### [ASSIGNMENT]
Write out the stretch of lines below that begins at the line with "x=147, y=199" and ends at the line with "x=358, y=175", including both, exactly as given and nothing more.
======== SUPPLIED MATERIAL
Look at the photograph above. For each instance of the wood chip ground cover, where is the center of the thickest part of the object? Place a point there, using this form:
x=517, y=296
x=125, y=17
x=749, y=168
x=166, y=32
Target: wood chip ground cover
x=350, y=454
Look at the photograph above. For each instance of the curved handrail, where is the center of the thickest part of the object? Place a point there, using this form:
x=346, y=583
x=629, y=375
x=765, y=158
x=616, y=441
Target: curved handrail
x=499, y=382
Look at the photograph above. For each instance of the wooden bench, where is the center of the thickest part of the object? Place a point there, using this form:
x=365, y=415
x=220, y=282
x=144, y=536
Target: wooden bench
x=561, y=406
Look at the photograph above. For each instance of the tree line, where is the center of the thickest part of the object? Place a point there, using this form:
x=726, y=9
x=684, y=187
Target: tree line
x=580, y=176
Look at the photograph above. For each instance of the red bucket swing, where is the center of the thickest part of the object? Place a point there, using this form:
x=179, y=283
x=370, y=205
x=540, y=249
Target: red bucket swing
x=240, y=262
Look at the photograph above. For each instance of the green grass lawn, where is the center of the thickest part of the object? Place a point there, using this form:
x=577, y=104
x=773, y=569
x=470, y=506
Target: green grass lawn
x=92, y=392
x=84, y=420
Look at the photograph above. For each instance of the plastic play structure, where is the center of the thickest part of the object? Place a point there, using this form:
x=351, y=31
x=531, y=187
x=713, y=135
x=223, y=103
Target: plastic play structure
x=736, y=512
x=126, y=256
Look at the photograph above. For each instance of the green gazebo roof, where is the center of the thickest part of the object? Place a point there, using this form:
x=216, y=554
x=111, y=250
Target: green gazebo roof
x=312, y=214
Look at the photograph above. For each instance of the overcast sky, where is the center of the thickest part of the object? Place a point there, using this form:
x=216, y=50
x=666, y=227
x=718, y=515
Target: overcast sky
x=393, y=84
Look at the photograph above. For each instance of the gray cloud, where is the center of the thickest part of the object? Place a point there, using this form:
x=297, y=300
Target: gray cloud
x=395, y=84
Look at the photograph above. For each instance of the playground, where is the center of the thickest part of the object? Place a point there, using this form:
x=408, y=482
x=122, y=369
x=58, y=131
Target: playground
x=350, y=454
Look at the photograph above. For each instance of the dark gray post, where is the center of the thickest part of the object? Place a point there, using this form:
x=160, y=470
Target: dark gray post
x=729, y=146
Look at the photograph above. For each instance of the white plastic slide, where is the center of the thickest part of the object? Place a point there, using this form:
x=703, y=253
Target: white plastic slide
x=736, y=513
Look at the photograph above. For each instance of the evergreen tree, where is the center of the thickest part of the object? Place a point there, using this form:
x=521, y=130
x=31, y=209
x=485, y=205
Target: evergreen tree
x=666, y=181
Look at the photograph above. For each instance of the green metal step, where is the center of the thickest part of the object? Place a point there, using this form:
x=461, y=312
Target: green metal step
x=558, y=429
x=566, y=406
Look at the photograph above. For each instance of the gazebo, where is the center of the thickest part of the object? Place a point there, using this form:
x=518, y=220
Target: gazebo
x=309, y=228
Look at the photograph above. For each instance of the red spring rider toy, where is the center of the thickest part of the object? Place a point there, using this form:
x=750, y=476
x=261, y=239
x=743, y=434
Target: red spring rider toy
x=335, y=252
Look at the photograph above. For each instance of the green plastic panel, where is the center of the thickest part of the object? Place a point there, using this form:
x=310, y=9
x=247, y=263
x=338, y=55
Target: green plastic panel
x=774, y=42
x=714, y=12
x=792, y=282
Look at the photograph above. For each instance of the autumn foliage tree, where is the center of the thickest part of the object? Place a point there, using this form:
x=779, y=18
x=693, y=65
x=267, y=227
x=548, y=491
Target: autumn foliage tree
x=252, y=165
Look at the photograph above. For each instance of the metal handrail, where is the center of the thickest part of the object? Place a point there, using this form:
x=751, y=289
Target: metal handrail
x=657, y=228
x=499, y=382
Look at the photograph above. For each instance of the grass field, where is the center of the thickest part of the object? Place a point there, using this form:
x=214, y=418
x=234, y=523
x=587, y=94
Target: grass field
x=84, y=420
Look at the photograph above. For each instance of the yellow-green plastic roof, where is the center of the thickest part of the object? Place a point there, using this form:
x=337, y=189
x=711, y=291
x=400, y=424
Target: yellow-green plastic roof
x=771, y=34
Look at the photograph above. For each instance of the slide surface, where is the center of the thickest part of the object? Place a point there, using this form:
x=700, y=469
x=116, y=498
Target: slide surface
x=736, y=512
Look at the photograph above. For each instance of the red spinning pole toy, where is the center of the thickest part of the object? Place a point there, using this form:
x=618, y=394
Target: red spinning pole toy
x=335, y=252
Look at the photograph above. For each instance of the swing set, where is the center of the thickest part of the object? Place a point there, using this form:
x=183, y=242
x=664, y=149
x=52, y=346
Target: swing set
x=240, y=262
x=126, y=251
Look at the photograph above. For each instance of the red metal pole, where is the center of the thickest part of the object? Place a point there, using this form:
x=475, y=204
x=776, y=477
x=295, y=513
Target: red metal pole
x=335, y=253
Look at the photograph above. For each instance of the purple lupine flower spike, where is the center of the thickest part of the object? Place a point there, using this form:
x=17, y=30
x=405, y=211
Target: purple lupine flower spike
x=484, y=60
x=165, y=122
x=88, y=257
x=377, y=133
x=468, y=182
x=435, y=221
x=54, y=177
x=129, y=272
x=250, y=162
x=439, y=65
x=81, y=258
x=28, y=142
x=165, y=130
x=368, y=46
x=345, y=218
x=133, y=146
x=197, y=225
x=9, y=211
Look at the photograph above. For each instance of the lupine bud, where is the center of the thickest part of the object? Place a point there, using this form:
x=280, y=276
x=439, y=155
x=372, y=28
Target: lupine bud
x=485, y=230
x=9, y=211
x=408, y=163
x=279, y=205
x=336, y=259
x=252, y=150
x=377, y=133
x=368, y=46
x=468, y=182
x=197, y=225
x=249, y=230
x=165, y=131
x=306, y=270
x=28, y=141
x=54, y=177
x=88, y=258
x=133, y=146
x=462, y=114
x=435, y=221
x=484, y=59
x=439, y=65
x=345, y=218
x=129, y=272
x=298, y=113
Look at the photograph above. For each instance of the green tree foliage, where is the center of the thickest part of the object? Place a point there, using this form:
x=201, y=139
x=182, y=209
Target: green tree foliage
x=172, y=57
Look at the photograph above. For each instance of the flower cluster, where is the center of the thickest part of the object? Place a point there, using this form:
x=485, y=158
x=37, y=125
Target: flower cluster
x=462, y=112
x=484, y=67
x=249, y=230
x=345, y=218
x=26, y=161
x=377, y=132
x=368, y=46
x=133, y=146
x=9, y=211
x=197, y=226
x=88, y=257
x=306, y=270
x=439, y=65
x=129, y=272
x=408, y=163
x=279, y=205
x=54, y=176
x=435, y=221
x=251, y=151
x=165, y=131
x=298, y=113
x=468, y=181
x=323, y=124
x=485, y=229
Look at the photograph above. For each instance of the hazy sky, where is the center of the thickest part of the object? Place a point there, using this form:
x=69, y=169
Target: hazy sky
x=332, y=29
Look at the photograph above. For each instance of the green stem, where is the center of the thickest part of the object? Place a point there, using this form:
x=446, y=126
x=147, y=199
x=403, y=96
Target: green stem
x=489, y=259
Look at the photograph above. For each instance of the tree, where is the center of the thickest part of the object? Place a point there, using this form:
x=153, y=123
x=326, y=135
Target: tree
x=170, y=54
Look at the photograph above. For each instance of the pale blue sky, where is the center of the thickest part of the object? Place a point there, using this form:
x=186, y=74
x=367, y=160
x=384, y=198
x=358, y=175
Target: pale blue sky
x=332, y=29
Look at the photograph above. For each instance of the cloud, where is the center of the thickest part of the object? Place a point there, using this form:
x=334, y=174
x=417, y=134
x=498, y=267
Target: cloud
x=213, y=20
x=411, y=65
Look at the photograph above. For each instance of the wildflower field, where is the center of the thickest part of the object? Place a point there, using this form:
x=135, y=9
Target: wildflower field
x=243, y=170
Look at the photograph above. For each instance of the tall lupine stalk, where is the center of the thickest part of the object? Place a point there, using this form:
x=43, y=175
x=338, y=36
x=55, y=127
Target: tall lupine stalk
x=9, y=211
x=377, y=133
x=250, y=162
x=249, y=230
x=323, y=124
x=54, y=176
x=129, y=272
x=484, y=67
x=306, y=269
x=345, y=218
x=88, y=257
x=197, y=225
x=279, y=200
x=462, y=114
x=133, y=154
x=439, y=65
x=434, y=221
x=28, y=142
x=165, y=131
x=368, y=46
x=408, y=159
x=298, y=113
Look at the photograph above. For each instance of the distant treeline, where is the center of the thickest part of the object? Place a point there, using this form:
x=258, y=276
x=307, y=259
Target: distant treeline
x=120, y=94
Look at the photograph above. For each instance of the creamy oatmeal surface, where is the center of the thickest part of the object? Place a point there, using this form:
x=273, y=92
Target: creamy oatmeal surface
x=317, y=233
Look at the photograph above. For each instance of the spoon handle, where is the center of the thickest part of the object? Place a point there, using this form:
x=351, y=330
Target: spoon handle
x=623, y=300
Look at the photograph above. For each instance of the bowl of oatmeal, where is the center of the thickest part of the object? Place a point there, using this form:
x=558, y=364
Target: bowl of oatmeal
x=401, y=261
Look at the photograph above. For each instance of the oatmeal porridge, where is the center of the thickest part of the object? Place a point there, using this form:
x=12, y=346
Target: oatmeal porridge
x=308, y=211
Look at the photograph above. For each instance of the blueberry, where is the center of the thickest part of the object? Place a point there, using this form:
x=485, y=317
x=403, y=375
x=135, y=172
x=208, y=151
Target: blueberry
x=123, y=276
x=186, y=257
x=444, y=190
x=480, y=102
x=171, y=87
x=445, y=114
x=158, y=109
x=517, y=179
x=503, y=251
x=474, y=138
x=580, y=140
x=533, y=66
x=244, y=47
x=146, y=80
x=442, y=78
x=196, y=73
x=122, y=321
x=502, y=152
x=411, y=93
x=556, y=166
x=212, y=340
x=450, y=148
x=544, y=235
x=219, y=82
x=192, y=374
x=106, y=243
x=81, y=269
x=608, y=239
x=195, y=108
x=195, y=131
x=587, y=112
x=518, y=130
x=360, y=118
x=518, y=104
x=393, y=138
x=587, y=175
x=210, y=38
================
### [SOLUTION TO THE PROBLEM]
x=147, y=199
x=403, y=96
Target: green stem
x=489, y=259
Look at the photograph above. For each instance of the tree, where is the center of the thickest part of the object? Place a point there, using this form:
x=153, y=123
x=326, y=135
Target: tree
x=170, y=54
Look at the photograph above. For each instance of the pale blue sky, where is the center of the thickest part of the object? Place a point there, using this form:
x=186, y=74
x=367, y=160
x=384, y=198
x=358, y=175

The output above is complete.